# [Goal of the exercise]
Tell me how many lines in the entries below contain the word "notch"; reply with the number and nothing else.

# [Data]
───
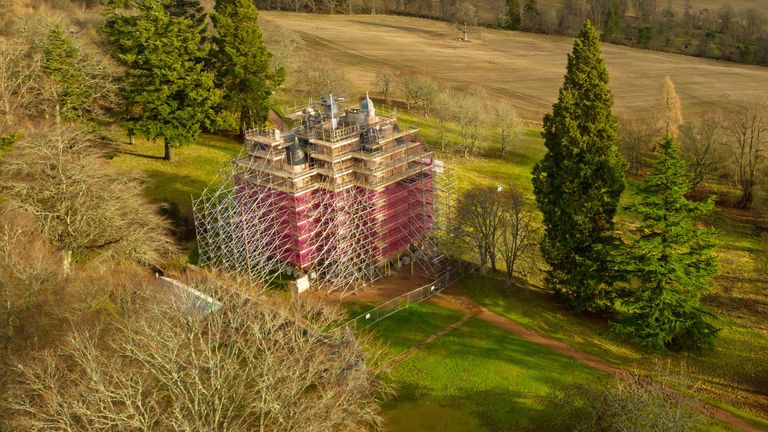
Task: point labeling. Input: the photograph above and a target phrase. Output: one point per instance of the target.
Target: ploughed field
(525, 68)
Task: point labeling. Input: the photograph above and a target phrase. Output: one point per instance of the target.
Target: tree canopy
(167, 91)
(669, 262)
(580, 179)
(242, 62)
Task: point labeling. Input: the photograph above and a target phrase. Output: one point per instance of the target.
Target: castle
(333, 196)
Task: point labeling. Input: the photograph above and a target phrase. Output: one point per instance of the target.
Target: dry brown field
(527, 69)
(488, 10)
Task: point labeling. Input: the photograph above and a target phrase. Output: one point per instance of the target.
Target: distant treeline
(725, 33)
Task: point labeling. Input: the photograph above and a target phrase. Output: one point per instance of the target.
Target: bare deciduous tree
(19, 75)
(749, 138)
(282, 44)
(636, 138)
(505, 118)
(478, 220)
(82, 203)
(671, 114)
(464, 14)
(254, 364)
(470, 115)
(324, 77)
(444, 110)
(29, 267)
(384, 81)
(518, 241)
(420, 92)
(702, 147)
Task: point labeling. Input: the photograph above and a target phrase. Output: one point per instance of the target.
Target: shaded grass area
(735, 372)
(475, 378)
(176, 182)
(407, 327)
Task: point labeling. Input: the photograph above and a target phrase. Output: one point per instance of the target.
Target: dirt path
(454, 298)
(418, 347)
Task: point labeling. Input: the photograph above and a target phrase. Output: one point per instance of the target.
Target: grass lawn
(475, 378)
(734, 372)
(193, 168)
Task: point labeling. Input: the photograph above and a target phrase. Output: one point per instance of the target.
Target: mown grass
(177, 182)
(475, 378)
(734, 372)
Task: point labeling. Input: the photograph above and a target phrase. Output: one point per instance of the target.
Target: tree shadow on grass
───
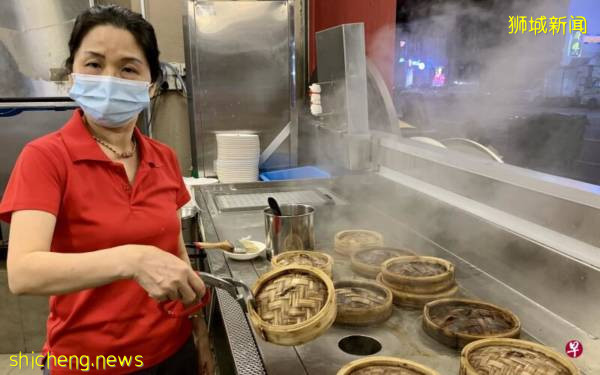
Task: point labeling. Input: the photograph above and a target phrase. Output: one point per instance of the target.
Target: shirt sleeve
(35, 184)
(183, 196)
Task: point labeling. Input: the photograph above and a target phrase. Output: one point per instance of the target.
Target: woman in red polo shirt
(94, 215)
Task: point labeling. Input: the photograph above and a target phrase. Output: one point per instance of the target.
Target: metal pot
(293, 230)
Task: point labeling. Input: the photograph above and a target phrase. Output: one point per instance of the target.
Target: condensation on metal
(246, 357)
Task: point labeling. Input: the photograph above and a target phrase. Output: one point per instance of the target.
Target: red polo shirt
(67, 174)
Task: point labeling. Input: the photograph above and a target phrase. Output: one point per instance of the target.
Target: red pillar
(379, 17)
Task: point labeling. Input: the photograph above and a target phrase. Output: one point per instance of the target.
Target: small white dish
───
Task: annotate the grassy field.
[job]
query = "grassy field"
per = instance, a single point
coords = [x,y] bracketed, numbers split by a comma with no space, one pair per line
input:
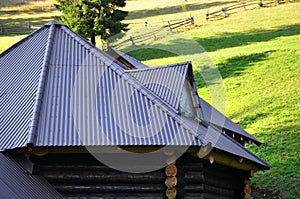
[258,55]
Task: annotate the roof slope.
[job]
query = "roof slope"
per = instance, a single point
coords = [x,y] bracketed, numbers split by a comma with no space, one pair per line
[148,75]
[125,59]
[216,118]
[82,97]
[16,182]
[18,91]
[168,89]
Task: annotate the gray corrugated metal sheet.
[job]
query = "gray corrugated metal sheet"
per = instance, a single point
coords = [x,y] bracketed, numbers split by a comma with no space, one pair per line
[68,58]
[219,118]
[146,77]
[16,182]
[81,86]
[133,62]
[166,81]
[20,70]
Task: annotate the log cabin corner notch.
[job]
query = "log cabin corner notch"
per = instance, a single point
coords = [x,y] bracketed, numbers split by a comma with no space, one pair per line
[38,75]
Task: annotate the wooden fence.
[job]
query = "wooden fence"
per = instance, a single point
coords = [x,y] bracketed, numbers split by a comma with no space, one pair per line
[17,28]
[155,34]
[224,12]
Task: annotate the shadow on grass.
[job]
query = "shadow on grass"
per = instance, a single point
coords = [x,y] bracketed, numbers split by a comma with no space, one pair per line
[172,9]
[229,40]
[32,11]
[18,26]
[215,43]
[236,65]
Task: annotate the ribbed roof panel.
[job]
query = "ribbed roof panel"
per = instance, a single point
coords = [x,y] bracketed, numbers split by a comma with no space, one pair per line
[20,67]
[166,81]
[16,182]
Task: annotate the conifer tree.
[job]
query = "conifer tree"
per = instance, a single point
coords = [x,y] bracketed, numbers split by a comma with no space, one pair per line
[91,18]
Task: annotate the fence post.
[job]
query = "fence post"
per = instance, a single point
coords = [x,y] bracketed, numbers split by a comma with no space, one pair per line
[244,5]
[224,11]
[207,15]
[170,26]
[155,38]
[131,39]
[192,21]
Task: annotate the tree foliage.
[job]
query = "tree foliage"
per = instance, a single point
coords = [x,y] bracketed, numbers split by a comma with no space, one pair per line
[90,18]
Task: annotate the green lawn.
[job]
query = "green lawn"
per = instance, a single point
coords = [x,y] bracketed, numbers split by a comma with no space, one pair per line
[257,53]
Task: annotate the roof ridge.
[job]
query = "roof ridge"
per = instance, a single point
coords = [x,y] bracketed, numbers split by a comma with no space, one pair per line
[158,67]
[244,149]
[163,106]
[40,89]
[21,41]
───
# [Answer section]
2